» SELECTED EXTRACT:
● ● ● ●

Knowing Yourself is the Beginning of all Wisdom Aristotle

As I mentioned yesterday, this week we are going to address the incredibly important first step in overcoming depression: Knowing Yourself.  You may think you know yourself. After all, you spend every second of every day with yourself!

However, I believe that most people in general and virtually all individuals who are going through depression don’t know themselves well at all.

If I could, I would take each precious soul that is suffering with depression and spend some quality time with them and help them understand how amazing and wonderful this world is, how perfect and incredible the love that God has for them is, and the gift that they are to this world that we share.

In this first step to overcoming depression, it is vital that we do some serious self-evaluation and self-knowledge work. I found a wonderful to share with you today!

Whether you are going through depression or not, I hope you will take some time and get to know yourself better! Knowing who we are…knowing who we truly are is the foundation step to both endeavors: creating a depression-free life and creating a meaningful life.

● ● ● ●

» DATA PROVIDED:
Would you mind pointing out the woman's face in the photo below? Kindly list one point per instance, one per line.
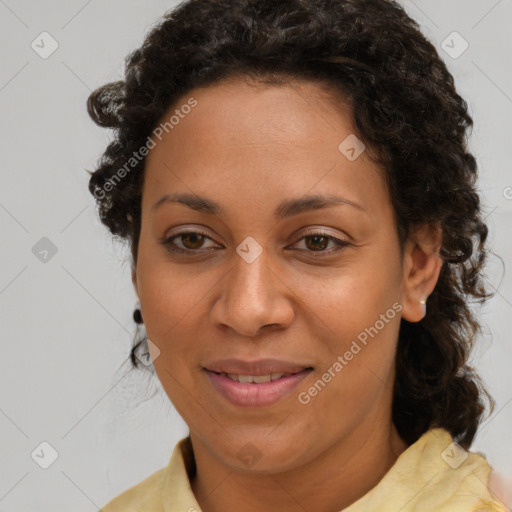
(258, 285)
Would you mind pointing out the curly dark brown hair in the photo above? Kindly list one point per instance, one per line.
(406, 110)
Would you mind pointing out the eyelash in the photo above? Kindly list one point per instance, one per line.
(169, 244)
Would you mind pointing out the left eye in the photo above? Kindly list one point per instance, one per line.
(319, 241)
(315, 242)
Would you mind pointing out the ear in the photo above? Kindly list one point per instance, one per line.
(421, 267)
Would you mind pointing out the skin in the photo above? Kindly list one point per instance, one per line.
(248, 147)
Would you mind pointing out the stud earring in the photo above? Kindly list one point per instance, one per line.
(137, 316)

● ● ● ●

» YOUR TASKS:
1. The passage on knowing yourself says the writer would help each person suffering with depression understand certain things. List every one of them.
2. Transcribe the passage on knowing yourself from "As I mentioned" up to and including "with you today!".
Draw only on the passage on knowing yourself.

» ANSWERS TO THE PROBLEMS:
1.
- How amazing and wonderful this world is
- How perfect and incredible the love that God has for them is
- The gift that they are to this world that we share

2.
As I mentioned yesterday, this week we are going to address the incredibly important first step in overcoming depression: Knowing Yourself.  You may think you know yourself. After all, you spend every second of every day with yourself!

However, I believe that most people in general and virtually all individuals who are going through depression don’t know themselves well at all.

If I could, I would take each precious soul that is suffering with depression and spend some quality time with them and help them understand how amazing and wonderful this world is, how perfect and incredible the love that God has for them is, and the gift that they are to this world that we share.

In this first step to overcoming depression, it is vital that we do some serious self-evaluation and self-knowledge work. I found a wonderful to share with you today!